TASKS FOR THIS EXERCISE –
A. Revise the passage on journal refereeing times by giving everything from "Of course these" down to "could be shown." again, with "editorial team" changed to "editorial board".
B. List every number that appears in the paragraph of the passage on journal refereeing times that begins "Of course these outcomes depend heavily on the referees".

EXTRACT –
★ ★ ★
Secondly, I wanted to see how long it takes to hear back from journals conditional on them sending papers to referees. The AEA journals report the percent of papers refereed in 3 months and within 6 months, with a goal that most papers should be refereed within 3 months. Few of the development journals appear to track these statistics, and it is only the journals with fewer submissions whose editorial assistants were able to easily calculate these. Another statistic many journals report is average time to acceptance for accepted papers. However, it is not clear that journals are measuring this the same way – I think some journals include only the time the paper is at the journal and not time spent with authors doing revisions, while others include the full time from first submission to final decision. Nevertheless, they do show how slow the process can be by time you go through revisions and refereeing-  almost two years at the AER, and a year or more at some development journals.

Of course these outcomes depend heavily on the referees, in addition to what the editors do. I estimate that the journals for which I have data sent 1,960 papers to referees in 2016, which given 2-3 referees per paper, is perhaps 5,000 referee reports! And this doesn’t even include revisions. So pity the poor editors who have to chase up that many reports, and please do your part to referee on time.

Caveats
There are a number of issues that should be kept in mind when considering the above data:
  1. A number of the journals have recently changed editors, and so the statistics here may reflect business under a former editorial team. Indeed, several of the new editors expressed their desires to improve the refereeing and decision process under their leadership. There was even a request to make this an annual state of development journals so progress could be shown.
★ ★ ★
INFORMATION GIVEN –

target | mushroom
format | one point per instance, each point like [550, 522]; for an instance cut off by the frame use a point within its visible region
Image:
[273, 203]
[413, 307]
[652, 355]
★ ★ ★
OUTPUTS –
A.
Of course these outcomes depend heavily on the referees, in addition to what the editors do. I estimate that the journals for which I have data sent 1,960 papers to referees in 2016, which given 2-3 referees per paper, is perhaps 5,000 referee reports! And this doesn’t even include revisions. So pity the poor editors who have to chase up that many reports, and please do your part to referee on time.

Caveats
There are a number of issues that should be kept in mind when considering the above data:
  1. A number of the journals have recently changed editors, and so the statistics here may reflect business under a former editorial board. Indeed, several of the new editors expressed their desires to improve the refereeing and decision process under their leadership. There was even a request to make this an annual state of development journals so progress could be shown.

B.
1,960
2016
2-3
5,000